- **TASK STATEMENT**
Pull every "horn" line out of the data below.

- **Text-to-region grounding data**
# # #

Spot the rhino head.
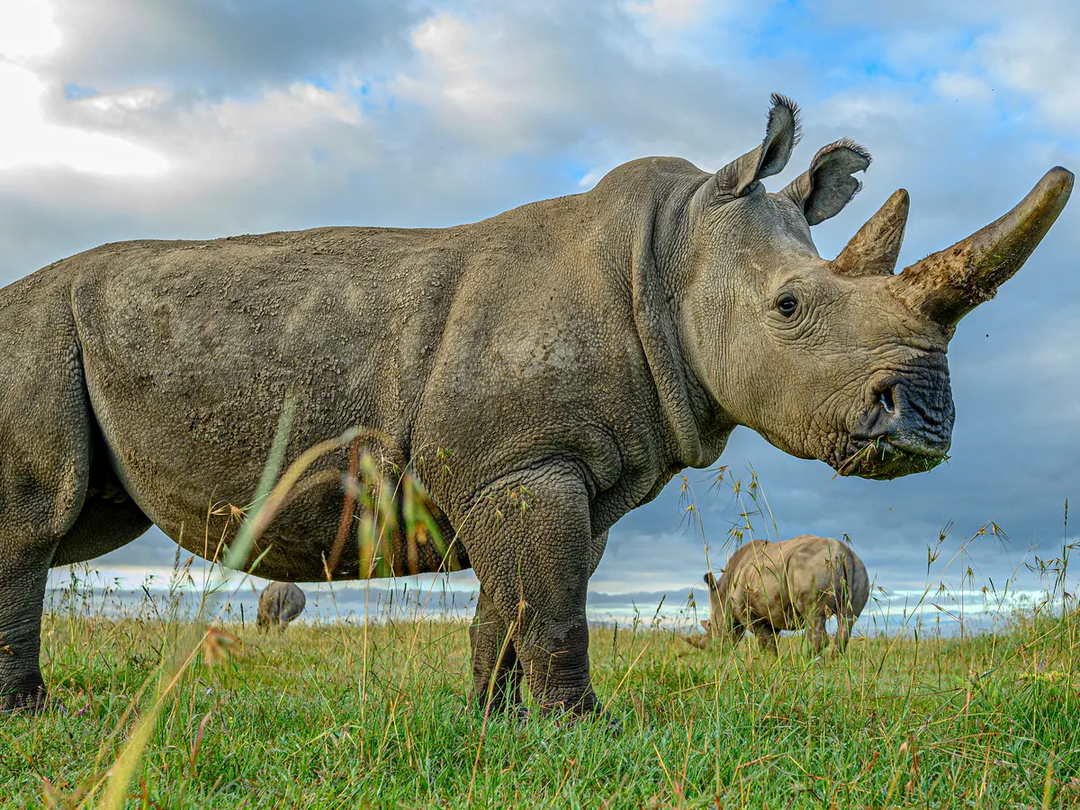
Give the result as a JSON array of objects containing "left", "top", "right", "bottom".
[{"left": 678, "top": 95, "right": 1072, "bottom": 479}]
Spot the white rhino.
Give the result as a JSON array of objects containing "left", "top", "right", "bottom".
[
  {"left": 256, "top": 582, "right": 306, "bottom": 631},
  {"left": 0, "top": 95, "right": 1070, "bottom": 723},
  {"left": 688, "top": 535, "right": 870, "bottom": 655}
]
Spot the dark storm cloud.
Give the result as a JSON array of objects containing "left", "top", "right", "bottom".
[{"left": 37, "top": 0, "right": 419, "bottom": 95}]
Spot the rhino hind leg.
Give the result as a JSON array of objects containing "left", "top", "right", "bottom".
[
  {"left": 0, "top": 496, "right": 147, "bottom": 714},
  {"left": 0, "top": 551, "right": 54, "bottom": 713},
  {"left": 468, "top": 587, "right": 522, "bottom": 714},
  {"left": 0, "top": 316, "right": 95, "bottom": 713}
]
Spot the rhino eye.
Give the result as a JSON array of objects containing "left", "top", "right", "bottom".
[{"left": 777, "top": 293, "right": 799, "bottom": 317}]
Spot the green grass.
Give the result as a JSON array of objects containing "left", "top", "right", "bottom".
[
  {"left": 3, "top": 598, "right": 1079, "bottom": 809},
  {"left": 6, "top": 454, "right": 1074, "bottom": 808}
]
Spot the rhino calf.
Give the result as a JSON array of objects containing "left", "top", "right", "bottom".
[
  {"left": 256, "top": 582, "right": 306, "bottom": 631},
  {"left": 689, "top": 535, "right": 869, "bottom": 655}
]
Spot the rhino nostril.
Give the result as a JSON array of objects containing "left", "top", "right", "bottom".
[{"left": 878, "top": 387, "right": 896, "bottom": 415}]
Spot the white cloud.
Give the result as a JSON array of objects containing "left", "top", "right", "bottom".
[
  {"left": 77, "top": 86, "right": 167, "bottom": 113},
  {"left": 626, "top": 0, "right": 707, "bottom": 29},
  {"left": 0, "top": 1, "right": 169, "bottom": 176},
  {"left": 403, "top": 14, "right": 516, "bottom": 118},
  {"left": 977, "top": 18, "right": 1080, "bottom": 128},
  {"left": 578, "top": 169, "right": 603, "bottom": 188},
  {"left": 390, "top": 12, "right": 571, "bottom": 152},
  {"left": 0, "top": 62, "right": 169, "bottom": 176},
  {"left": 932, "top": 71, "right": 994, "bottom": 105},
  {"left": 0, "top": 0, "right": 59, "bottom": 60}
]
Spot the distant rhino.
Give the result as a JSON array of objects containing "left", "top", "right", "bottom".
[
  {"left": 0, "top": 95, "right": 1070, "bottom": 721},
  {"left": 688, "top": 535, "right": 870, "bottom": 655},
  {"left": 256, "top": 582, "right": 306, "bottom": 631}
]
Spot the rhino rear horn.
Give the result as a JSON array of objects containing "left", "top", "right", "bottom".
[
  {"left": 831, "top": 189, "right": 910, "bottom": 277},
  {"left": 715, "top": 94, "right": 800, "bottom": 198},
  {"left": 889, "top": 167, "right": 1074, "bottom": 326}
]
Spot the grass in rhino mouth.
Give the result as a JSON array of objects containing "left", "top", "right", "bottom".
[{"left": 835, "top": 437, "right": 950, "bottom": 479}]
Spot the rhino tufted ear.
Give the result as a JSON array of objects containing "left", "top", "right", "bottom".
[
  {"left": 714, "top": 94, "right": 801, "bottom": 198},
  {"left": 782, "top": 139, "right": 871, "bottom": 225}
]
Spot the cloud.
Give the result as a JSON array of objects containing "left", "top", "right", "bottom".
[
  {"left": 932, "top": 72, "right": 994, "bottom": 105},
  {"left": 0, "top": 62, "right": 169, "bottom": 175},
  {"left": 626, "top": 0, "right": 708, "bottom": 30},
  {"left": 33, "top": 0, "right": 418, "bottom": 96},
  {"left": 976, "top": 16, "right": 1080, "bottom": 128},
  {"left": 0, "top": 0, "right": 59, "bottom": 59}
]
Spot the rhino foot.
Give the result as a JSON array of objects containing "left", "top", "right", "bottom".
[
  {"left": 549, "top": 705, "right": 623, "bottom": 735},
  {"left": 471, "top": 700, "right": 531, "bottom": 723},
  {"left": 1, "top": 680, "right": 55, "bottom": 715}
]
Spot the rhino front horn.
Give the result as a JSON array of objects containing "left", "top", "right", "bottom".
[{"left": 889, "top": 167, "right": 1074, "bottom": 326}]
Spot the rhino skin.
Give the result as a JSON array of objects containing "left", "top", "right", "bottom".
[
  {"left": 687, "top": 535, "right": 870, "bottom": 655},
  {"left": 0, "top": 95, "right": 1071, "bottom": 721},
  {"left": 256, "top": 581, "right": 306, "bottom": 631}
]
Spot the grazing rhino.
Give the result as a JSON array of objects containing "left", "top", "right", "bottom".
[
  {"left": 0, "top": 95, "right": 1071, "bottom": 723},
  {"left": 256, "top": 582, "right": 306, "bottom": 631},
  {"left": 687, "top": 535, "right": 870, "bottom": 655}
]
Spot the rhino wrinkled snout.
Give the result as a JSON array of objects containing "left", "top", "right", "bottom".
[{"left": 843, "top": 377, "right": 955, "bottom": 479}]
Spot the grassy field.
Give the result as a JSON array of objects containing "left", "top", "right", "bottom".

# # #

- **WORKED SOLUTION**
Spot the rhino rear horn.
Spot the rhino front horn.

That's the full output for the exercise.